+++ Provided records +++

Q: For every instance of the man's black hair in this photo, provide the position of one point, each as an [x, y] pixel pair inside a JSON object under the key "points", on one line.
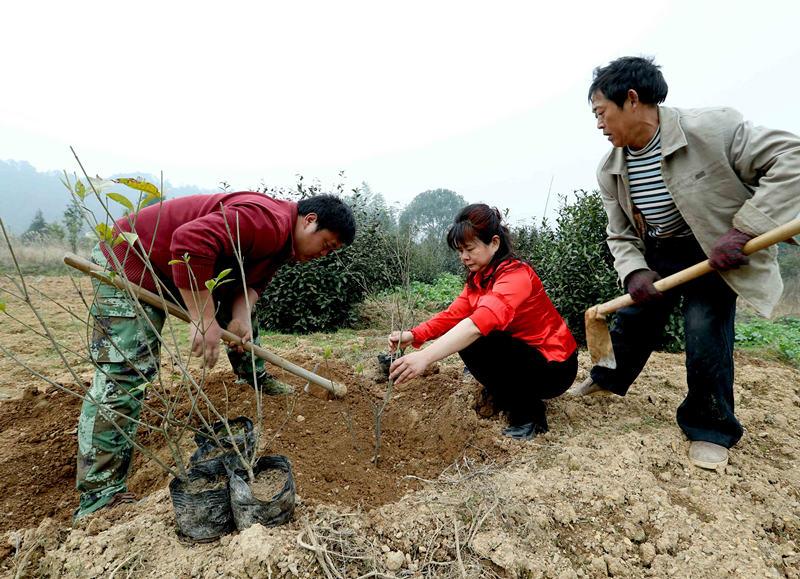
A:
{"points": [[332, 213], [630, 72]]}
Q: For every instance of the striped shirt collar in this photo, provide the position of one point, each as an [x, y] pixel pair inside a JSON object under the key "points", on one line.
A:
{"points": [[655, 143]]}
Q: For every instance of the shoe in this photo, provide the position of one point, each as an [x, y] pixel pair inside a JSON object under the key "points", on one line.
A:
{"points": [[707, 454], [524, 431], [91, 503], [585, 388]]}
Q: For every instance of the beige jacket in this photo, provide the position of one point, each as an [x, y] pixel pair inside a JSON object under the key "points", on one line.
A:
{"points": [[722, 172]]}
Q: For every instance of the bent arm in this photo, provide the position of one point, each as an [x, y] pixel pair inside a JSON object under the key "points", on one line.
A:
{"points": [[456, 339]]}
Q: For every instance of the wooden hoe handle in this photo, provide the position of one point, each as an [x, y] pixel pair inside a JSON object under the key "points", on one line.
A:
{"points": [[763, 241], [153, 299]]}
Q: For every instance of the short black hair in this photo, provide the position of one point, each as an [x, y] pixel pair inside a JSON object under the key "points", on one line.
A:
{"points": [[332, 213], [630, 72]]}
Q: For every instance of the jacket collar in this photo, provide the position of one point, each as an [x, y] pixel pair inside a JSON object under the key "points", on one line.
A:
{"points": [[672, 139]]}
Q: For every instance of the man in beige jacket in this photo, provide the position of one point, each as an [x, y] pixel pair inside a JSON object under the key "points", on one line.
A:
{"points": [[681, 186]]}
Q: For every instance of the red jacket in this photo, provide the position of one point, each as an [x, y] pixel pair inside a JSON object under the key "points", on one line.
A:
{"points": [[514, 302], [196, 226]]}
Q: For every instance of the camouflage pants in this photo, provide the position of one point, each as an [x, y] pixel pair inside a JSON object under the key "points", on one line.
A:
{"points": [[126, 353]]}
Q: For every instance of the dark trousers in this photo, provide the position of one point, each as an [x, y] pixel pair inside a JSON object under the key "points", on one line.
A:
{"points": [[709, 309], [517, 375]]}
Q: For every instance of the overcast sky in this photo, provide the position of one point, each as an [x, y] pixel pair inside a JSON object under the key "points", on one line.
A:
{"points": [[485, 98]]}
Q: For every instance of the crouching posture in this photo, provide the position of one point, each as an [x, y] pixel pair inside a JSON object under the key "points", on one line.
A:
{"points": [[503, 326], [189, 241]]}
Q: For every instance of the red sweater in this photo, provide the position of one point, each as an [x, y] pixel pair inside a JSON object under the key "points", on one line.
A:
{"points": [[196, 226], [513, 302]]}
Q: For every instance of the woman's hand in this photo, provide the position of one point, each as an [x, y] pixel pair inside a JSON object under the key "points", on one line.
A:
{"points": [[408, 367], [398, 339]]}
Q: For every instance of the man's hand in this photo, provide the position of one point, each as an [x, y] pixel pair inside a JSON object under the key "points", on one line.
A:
{"points": [[407, 367], [640, 285], [243, 329], [727, 251], [205, 341], [398, 339]]}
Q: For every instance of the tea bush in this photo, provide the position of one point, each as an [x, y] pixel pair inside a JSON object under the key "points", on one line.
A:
{"points": [[575, 265], [780, 337], [322, 294]]}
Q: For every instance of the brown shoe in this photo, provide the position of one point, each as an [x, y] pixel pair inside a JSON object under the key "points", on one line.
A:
{"points": [[707, 455], [585, 388]]}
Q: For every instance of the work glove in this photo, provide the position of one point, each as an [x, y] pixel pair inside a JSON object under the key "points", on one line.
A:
{"points": [[640, 285], [727, 251]]}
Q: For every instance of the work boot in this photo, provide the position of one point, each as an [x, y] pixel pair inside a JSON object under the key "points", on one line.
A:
{"points": [[268, 384], [707, 454], [585, 388]]}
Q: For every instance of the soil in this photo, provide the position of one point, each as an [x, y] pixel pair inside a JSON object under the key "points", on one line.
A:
{"points": [[607, 492], [331, 449], [268, 483]]}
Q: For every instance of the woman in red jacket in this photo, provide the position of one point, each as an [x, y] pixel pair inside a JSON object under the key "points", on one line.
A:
{"points": [[503, 326]]}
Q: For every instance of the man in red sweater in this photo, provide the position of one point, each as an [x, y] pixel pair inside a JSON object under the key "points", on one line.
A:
{"points": [[188, 241]]}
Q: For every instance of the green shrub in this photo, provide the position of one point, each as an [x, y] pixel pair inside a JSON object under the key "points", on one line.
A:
{"points": [[434, 296], [575, 265], [780, 337], [322, 295]]}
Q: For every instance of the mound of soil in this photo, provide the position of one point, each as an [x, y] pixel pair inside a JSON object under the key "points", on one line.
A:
{"points": [[426, 426]]}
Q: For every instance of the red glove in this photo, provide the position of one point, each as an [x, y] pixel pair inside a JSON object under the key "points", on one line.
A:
{"points": [[727, 251], [640, 285]]}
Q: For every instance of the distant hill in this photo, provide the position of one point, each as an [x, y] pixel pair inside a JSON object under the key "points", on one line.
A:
{"points": [[24, 190]]}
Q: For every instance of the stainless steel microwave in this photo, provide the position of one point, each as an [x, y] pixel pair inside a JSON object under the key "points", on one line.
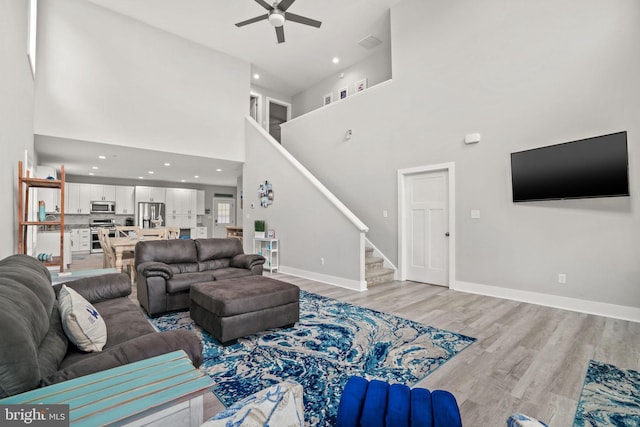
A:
{"points": [[103, 207]]}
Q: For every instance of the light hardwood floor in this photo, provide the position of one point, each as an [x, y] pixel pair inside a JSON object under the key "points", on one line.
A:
{"points": [[527, 358]]}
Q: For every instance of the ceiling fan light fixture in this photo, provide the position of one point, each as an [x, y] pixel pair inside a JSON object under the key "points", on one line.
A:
{"points": [[276, 18]]}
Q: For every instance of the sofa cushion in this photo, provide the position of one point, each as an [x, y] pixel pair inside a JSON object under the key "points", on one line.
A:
{"points": [[81, 321], [218, 248], [124, 322], [182, 282], [25, 323], [174, 251], [53, 347], [25, 309], [214, 264]]}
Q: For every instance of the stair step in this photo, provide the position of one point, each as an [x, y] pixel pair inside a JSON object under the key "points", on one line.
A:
{"points": [[372, 263], [379, 276]]}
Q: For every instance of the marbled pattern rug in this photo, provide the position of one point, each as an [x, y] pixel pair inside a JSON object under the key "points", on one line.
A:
{"points": [[610, 397], [332, 341]]}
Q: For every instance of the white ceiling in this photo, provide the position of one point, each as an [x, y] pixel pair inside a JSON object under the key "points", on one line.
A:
{"points": [[290, 67], [287, 68], [79, 158]]}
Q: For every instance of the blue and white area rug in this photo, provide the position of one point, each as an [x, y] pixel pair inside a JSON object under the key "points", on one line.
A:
{"points": [[610, 397], [332, 341]]}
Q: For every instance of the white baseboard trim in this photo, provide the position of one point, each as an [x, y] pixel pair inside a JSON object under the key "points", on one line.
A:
{"points": [[354, 285], [615, 311]]}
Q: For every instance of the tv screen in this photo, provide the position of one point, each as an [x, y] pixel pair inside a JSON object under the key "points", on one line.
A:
{"points": [[592, 167]]}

+++

Pictures are excluded; repeat every record exactly.

• [Solution for this task]:
Q: For every instance of the man's black hair in this photo, provide the position of one point, each as an [x, y] pixel pair inside a JSON object under the key "points", on one line.
A:
{"points": [[332, 213], [630, 72]]}
Q: For every instance of the striped shirt collar in this photo, provide the position of one point, each as an [x, y] pixel pair inside a JSON object under the key "points", on one line.
A:
{"points": [[655, 143]]}
Q: For every instance of the shoe in this photo, provide the position of one point, each as an [x, y] pixel pair inside a JSON object under the key "points", on one line.
A:
{"points": [[707, 454], [524, 431], [91, 503], [585, 388]]}
Q: For every instance of the beige jacket in this photo, provide the position of one point, each as an [x, y] pixel pair inside a JSON object under the key "points", on one line.
A:
{"points": [[722, 172]]}
Q: For every instance of the bent arm in this photo, provide the position of one point, each as an [x, y] pixel pair inside a JSON object under the key "points", on one line.
A:
{"points": [[456, 339]]}
Q: For every instance of the wooden hoe handle in this photo, provide the position of one point, each as an [x, y] pixel pair inside a JSON object under the key "points", on one line.
A:
{"points": [[763, 241], [153, 299]]}
Q: For every instance of the short black hair in this photo, provide the position of one point, each as an [x, y] pixel pair inside a JSON object under the key "points", on one line.
A:
{"points": [[332, 213], [630, 72]]}
Q: For every instance of the jacket collar in this photo, provide the position of one point, each as an [x, y] pixel pair inside a JSON object under the key "points", on one line.
A:
{"points": [[672, 139]]}
Q: For every instance of the man in beige jacket in this photo, provide the position of one point, each as an [x, y] pixel pair inside a JSON object under the key "points", on one line.
A:
{"points": [[681, 186]]}
Q: For every instance of the red jacket in this photo, provide the position of one point, each as an [x, y] pixel pair inside a JSON object under the key "points", on one line.
A:
{"points": [[514, 302], [196, 226]]}
Q: For every instance of the camouflage pants in this photo, provide the position of one point, each as an [x, y] pixel pair inside a JSON object under the key "points", on one line.
A:
{"points": [[126, 353]]}
Q: For every instance of the dark trousers in this photo, provide the position of one point, each as an [x, y] pixel pair inside a JSON object under the key "points", on one line.
A:
{"points": [[709, 309], [517, 375]]}
Q: For every instance of the overcast sky in this photo, provide the position of one point, each as an [x, y] pixel pair inside a JSON object under the key "points", on one line.
A:
{"points": [[485, 98]]}
Q: For every instance of the crouching posture in this photo, provide the position of one point, each as an [x, y] pixel pair inside a JSON object under the key "points", on one line.
A:
{"points": [[503, 326], [189, 241]]}
Q: For every instance of the red sweater in this photo, provide the position of one point, each as an [x, y] pixel pair inside a JSON object under the key "points", on one line.
A:
{"points": [[196, 226], [513, 302]]}
Q: For every instance of the woman's hand in this photo, provide the position of one point, each as an [x, y] pixel pair inside a JSON object under the key "points", on one line.
A:
{"points": [[408, 367], [398, 339]]}
Q: For every instance of the man's hand in this photo, provide the position of one point, each as an [x, y] pixel pair inside a JSON object under the key "points", on one line.
A:
{"points": [[407, 367], [640, 285], [243, 329], [727, 251], [205, 341], [398, 339]]}
Q: For every instance of the tea bush in this photo, provide the position of one point, each as an [x, y] pixel pair inside a JSON object under the key "points", on one line.
A:
{"points": [[575, 265], [780, 337], [322, 294]]}
Q: For every instance of the brown shoe in this photo, provide the position of one point, each as an [x, y] pixel pair inside a JSON object under the key "points", on one line.
A:
{"points": [[707, 455], [585, 388]]}
Q: For every instance of the work glove in this photo, provide the position of one point, each as an [x, y] pixel pair inside a JSON object under the key "points", on one line.
A:
{"points": [[640, 285], [727, 251]]}
Q: For every instance of the work boot in this photo, provide the position of one point, each as an [x, y] pixel pair inside a JSON object under the key "points", on one line.
A:
{"points": [[268, 384], [707, 454], [585, 388]]}
Q: For every instance of the soil in this photo, provide the position of one point, each as an [x, y] pixel pair inside a JSON object under the key "points", on one line.
A:
{"points": [[607, 492], [331, 449], [268, 483]]}
Q: For every instance of the woman in red jacket in this photo, provide the position of one point, each as an [x, y] pixel pair inside a JSON object under the key "points", on one line.
A:
{"points": [[503, 326]]}
Q: For every instance of the man in red sweater in this photo, provide the position of one point, each as an [x, y] pixel pair inside a JSON object under the key "points", on one line.
A:
{"points": [[188, 241]]}
Q: For every instance of the green shrub in this photo, provide the position of one point, each as an [x, y] pixel pair inside a JSON object under the key "points", on one line.
A:
{"points": [[434, 296], [575, 265], [780, 337], [322, 295]]}
Q: For every instance of the mound of soil in this photo, provide the position of one point, each as an [x, y] pixel pair inside a JSON object under the key "points", on one line.
A:
{"points": [[426, 426]]}
Q: For every instance of the red glove in this photo, provide the position of one point, each as an [x, y] pixel pair inside a JSON object under the key "points", on one line.
A:
{"points": [[727, 251], [640, 285]]}
Q: For every instance of the distant hill in this photo, provide the position of one point, each as an [x, y] pixel pair inside a JSON object under the key "points", on one line.
A:
{"points": [[24, 190]]}
Q: For every instance of the stainless steel microwave in this photo, provide the position of one point, each as an [x, y] pixel pair inside a JSON object under the key "points", on one line.
A:
{"points": [[103, 207]]}
Q: For every instance of the light hardwood floor in this photo, provide the position of one point, each as an [x, y] pixel pair inside a JSON object under the key "points", on one line.
A:
{"points": [[527, 358]]}
Q: For every instance of the ceiling fan light fixture in this photo, provide the position of one point, each as an [x, y] pixel pair inside a JSON object under the key "points", on one line.
A:
{"points": [[276, 18]]}
Q: For every instance of the sofa cushion in this photo, provide the position of one point, each as an [x, y] pixel pair inside a JSON object under the key "points", on one line.
A:
{"points": [[81, 321], [218, 248], [124, 322], [182, 282], [25, 323], [174, 251], [53, 347], [25, 309], [214, 264]]}
Q: For every instance of the stair step in this photo, provide the position of one point, each as an [x, y] pixel pair inside a JSON object under the key "points", on one line.
A:
{"points": [[372, 263], [379, 276]]}
Q: For every instance of the marbled pattern rug in this photo, provide the position of one point, each as an [x, y] pixel pair inside a JSON object under the key "points", on one line.
A:
{"points": [[610, 397], [332, 341]]}
Q: For every instance of the white ceiling in this photo, provide the position of one point, each as an [x, y] pixel pair inside a JSON object under the key "points", on one line.
A:
{"points": [[290, 67], [287, 68], [79, 158]]}
Q: For every instance of the blue and white area rug in this photo, provide the position of one point, each as an [x, y] pixel pair inside a JSON object under the key "points", on one line.
A:
{"points": [[610, 397], [332, 341]]}
Q: For every instance of the white baseboard trim in this photo, provide the position of one point, each as an [x, y] pixel pair inside a JSON object under the key "points", on one line.
A:
{"points": [[354, 285], [615, 311]]}
Q: For every instance of the tv screen in this photo, provide the position of one point, each as an [x, y] pixel pair inside a JSON object under the key "points", on one line.
A:
{"points": [[592, 167]]}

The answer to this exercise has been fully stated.